TEXTO DE LEITURA:
-=-=-=-=-

O palco e o mundo


Eu, Pádua Fernandes, dei o título de meu primeiro livro a este blogue porque bem representa os temas sobre que pretendo escrever: assuntos da ordem do palco e da ordem do mundo, bem como aqueles que abrem as fronteiras. Como escreveu Murilo Mendes, de um lado temos "as ruas gritando de luzes e movimentos" e, de outro, "as colunas da ordem e da desordem".

segunda-feira, 20 de março de 2017

30 dias de canções: Shajarian, o grito contra as chamas, o cantor contra o Estado

30 dias de canções

Dia 28: Uma canção de um artista cuja voz você ama

"Faryad" ("O grito"), de Mohammad Reza Shajarian, sobre poema de Akhavan Saless. Shajarian gravou-a em 2003, porém ignoro se ela é mais antiga.
Para mim, Mohammad Reza Shajarian é o maior cantor do mundo. Tinha, portanto, de escolher alguma música dele, embora eu não entenda nada de sua língua. Vejam-no aqui com seu filho, Homayoun Shajarian, que possui um timbre idêntico ao do pai: https://www.youtube.com/watch?v=Jxt8RuZWRaA.
Neste caso, ele não escolheu um poema da era clássica, mas um poeta moderno, uma dos pioneiros da poesia moderna persa, que morreu em 1990.

-=-=-=-=-

SEÇÃO DE DADOS:
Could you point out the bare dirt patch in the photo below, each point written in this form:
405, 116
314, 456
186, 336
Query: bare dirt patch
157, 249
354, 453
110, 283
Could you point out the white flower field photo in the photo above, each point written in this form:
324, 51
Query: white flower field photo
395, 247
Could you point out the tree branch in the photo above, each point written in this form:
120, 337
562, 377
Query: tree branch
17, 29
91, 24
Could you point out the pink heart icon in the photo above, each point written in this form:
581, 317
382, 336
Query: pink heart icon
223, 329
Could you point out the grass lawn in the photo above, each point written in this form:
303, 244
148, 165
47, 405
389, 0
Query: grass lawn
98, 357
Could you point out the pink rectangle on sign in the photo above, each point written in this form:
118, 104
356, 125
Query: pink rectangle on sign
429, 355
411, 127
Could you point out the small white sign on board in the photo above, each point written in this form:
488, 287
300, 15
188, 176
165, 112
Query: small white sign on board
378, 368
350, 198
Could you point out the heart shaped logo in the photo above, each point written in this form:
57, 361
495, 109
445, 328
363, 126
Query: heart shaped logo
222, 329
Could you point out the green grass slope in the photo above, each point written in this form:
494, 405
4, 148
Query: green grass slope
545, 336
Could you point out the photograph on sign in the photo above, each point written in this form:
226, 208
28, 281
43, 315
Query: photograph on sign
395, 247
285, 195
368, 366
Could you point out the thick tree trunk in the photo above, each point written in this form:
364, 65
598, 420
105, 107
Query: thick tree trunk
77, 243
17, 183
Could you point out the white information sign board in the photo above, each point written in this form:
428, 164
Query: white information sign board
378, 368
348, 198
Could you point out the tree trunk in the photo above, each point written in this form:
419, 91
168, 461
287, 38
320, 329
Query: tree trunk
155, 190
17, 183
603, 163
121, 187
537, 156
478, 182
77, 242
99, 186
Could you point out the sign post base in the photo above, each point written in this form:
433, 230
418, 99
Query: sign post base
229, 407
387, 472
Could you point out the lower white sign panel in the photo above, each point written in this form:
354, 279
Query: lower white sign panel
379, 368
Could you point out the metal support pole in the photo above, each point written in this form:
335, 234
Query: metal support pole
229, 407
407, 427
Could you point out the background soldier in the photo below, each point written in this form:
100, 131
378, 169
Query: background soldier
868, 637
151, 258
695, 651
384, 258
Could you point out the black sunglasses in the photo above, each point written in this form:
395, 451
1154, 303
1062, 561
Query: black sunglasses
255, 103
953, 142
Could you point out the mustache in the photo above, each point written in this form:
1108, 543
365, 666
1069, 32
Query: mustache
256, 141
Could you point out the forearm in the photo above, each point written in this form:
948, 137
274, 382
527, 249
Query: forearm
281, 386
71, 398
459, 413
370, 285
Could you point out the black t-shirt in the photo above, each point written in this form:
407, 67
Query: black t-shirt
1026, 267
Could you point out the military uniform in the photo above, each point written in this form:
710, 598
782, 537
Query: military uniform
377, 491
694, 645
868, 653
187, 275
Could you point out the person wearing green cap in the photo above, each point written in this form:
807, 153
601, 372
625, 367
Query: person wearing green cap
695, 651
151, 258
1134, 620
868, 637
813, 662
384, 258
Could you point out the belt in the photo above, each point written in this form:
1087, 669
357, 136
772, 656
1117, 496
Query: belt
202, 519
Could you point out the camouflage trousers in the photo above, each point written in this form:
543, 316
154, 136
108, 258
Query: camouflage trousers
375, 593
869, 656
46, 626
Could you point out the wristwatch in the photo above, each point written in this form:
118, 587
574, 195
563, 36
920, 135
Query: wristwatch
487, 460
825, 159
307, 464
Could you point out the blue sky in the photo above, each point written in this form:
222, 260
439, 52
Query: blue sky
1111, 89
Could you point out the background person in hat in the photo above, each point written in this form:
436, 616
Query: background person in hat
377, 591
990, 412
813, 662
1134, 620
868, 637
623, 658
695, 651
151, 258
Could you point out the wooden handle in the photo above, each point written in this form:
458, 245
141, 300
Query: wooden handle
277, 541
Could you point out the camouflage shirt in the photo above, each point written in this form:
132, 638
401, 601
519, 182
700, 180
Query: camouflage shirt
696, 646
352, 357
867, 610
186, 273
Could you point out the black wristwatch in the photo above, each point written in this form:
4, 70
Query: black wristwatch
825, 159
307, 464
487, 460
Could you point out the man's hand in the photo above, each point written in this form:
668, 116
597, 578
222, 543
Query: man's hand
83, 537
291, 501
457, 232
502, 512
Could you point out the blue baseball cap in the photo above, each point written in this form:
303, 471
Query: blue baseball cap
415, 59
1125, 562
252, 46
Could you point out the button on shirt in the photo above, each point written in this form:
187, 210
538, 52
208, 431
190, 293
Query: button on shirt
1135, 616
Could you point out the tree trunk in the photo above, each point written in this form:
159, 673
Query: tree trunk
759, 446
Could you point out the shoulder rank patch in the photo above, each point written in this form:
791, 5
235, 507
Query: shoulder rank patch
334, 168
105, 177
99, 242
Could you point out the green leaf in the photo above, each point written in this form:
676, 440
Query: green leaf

-=-=-=-=-

EXERCÍCIOS:
(a) Copie o trecho do texto de leitura que começa em "segunda-feira, 20 de" e termina em "é mais antiga.", trocando "canções" por "músicas".
(b) Liste todas as pessoas citadas pelo nome no texto de leitura.
Responda com base apenas no texto de leitura, sem usar as entradas.

RESPOSTAS:
(a)
segunda-feira, 20 de março de 2017

30 dias de músicas: Shajarian, o grito contra as chamas, o cantor contra o Estado

30 dias de músicas

Dia 28: Uma canção de um artista cuja voz você ama

"Faryad" ("O grito"), de Mohammad Reza Shajarian, sobre poema de Akhavan Saless. Shajarian gravou-a em 2003, porém ignoro se ela é mais antiga.

(b) Pádua Fernandes, Murilo Mendes, Mohammad Reza Shajarian, Akhavan Saless, Homayoun Shajarian